Semua orang, miskin ataupun kaya, terdampak pandemi Covid 19. Semua orang tanpa pengecualian telah menderita akibat wabah virus yang menakutkan dan memupuk rasa takut ini.
Tapi, kenapa hanya segelintir orang saja yang berhak mendapat bantuan sosial dari pemerintah sebesar Rp600.000 selama tiga bulan?
Mereka yang mendapat adalah mereka yang didata oleh pemerintah, dan kita tak pernah tahu kenapa alat ukur yang dipakai justru mengacu pada data lama terkait kesejateraan masyarakat?
Pemerintah pusat tak siap dengan kriteria terkait "terdampak pandemi Covid 19", lalu menyimpulkan bahwa mereka yang pernah terdata sebagai keluarga tidak sejahtera merupakan keluarga yang paling menderita akibat wabah ini.
Sebuah simpul yang tak selalu valid, karena pandemi Covid 19 telah melahirkan keluarga tidak sejahtera yang baru. Dengan kata lain, defenisi keluarga tidak sejahtera yang dipakai selama ini telah tak relevan lagi, sehingga pemerintah perlu mengevaluasi data-data lama. Artinya, jumlah keluarga tidak sejahtera telah bertambah karena pandemi Covid 19 memiskinkan bayak orang.
Petani, buruh, pedagang, pegawai swasta, wirausahawan, dan para profesonal bisnis yang penghasilannya sangat tergantung pada stabilitas perekonomian nasional, bisa disebut sebagai kelompok sosial yang akan bertambah sengsara karena kebijakan pembatasan sosial yang dibuat pemerintah. Lockdown yang diterapkan membuat aktivitas perekonomian terhenti, sehingga produktivitas menjadi stagnan. Penghasilan tak ada, tapi pengeluran melimpah untuk biaya kesehatan.
Nasib mereka berbeda dengan aparatur sipil negara (ASN) atau para pegawai di level menejer yang punya gaji bulanan dan tunjangan jabatan. Kebijakan pembatasan sosial maupun lockdown justru mengurangi beban kerja sementara penghasilan tak berkurang.
Bagi mereka, pandemi Covid 19 malah bisa jadi momentum untuk mengurangi pengeluaran dan meningkatkan jumlah tabungan.

▸ Baris Data
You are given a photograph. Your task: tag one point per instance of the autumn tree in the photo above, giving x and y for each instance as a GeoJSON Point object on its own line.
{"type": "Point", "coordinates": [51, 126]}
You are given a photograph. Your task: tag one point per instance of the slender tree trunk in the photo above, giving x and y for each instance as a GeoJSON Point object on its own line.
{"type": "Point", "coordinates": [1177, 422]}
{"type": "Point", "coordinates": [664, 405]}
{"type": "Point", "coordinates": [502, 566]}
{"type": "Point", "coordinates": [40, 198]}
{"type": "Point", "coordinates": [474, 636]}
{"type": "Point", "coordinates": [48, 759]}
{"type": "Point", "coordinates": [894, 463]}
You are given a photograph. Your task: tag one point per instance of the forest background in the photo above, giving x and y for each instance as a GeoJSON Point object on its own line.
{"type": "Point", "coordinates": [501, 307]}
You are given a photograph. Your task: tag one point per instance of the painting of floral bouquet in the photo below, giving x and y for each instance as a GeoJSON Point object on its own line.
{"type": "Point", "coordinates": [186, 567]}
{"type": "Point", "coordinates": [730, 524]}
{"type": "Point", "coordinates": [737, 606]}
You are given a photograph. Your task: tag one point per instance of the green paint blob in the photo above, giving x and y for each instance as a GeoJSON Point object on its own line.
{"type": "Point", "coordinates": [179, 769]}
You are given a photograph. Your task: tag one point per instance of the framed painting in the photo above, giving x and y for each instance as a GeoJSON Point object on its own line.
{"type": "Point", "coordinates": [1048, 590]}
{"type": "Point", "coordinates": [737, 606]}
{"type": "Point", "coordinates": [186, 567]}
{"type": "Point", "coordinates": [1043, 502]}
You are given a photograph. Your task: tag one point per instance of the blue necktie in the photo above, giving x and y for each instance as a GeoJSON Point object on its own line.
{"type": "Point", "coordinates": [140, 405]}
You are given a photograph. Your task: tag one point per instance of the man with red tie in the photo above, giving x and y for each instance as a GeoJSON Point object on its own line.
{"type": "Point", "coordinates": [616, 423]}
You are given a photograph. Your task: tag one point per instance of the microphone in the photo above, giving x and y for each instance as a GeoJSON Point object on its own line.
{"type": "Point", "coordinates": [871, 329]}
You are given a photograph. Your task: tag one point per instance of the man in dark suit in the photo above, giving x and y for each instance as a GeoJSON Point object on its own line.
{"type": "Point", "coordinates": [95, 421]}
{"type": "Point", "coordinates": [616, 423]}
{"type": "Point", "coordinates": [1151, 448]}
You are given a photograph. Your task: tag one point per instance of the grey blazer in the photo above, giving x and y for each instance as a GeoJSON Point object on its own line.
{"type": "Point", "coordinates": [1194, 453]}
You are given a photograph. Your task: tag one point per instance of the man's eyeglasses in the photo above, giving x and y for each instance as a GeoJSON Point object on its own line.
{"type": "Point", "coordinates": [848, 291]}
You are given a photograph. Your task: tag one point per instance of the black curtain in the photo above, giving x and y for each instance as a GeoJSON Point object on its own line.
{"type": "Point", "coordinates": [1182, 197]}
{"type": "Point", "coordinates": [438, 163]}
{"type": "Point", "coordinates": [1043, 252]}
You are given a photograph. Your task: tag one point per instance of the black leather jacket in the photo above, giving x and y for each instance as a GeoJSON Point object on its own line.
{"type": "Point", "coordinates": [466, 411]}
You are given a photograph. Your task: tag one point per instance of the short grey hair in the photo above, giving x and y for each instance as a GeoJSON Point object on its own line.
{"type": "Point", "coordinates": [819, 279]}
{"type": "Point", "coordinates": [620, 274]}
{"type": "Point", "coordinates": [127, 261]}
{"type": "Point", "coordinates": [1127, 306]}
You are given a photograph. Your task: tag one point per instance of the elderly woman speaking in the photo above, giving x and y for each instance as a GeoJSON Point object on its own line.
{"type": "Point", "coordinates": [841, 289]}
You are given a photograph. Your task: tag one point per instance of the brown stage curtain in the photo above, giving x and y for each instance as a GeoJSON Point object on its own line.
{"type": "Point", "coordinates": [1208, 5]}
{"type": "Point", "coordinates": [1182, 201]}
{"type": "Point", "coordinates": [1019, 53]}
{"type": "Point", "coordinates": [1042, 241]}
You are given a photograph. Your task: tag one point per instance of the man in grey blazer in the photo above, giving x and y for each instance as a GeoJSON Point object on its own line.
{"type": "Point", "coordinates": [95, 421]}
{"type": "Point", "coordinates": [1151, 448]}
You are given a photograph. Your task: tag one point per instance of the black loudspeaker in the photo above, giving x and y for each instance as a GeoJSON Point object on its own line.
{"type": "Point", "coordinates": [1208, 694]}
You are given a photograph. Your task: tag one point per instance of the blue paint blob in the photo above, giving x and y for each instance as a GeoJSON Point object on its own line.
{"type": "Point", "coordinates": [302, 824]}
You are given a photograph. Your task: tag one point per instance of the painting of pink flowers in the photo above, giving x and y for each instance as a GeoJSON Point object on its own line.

▸ Tugas Latihan
(a) Berapa besar bantuan sosial dari pemerintah dan untuk berapa lama, menurut tulisan tentang bantuan sosial di masa pandemi?
(b) Teruskan tulisan tentang bantuan sosial di masa pandemi, mulai setelah kalimat terakhirnya.
Baris data di atas tidak dipakai sama sekali.

▸ Jawaban
(a) Rp600.000 selama tiga bulan.

(b)
Lantas, masyarakat kurang sejahtera yang mana yang akan mendapat bantuan sosial Rp600.000 per bulan selama tiga bulan?
Jika pemerintah memakai data lama, bukan mustahil akan menimbulkan ketimpangan sosial. Bantuan sosial yang diniatkan untuk mengurangi beban rakyat justru akan menjadi pemicu ketidakstabilan sosial, melahirkan konflik, dan akhirnya menyebabkan kondisi keamanan dan ketertiban masyarakat akan terganggu.
Persoalan semakin parah karena pemerintah pusat menyerahkan urusan membagi bantuan sosial kepada pemerintah daerah, padahal pemerintah daerah merupakan institusi negara yang sangat lemah dalam urusan database dan statistik.
Database tentang keluarga tak sejahtera, dari tahun ke tahun, tak kunjung diperbaharui. Data lama dipakai terus-menerus dengan sedikit dramatisasi jika berkaitan bantuan, dan sedikit manipulasi jika berhubungan dengan dana-dana dekonsentrasi.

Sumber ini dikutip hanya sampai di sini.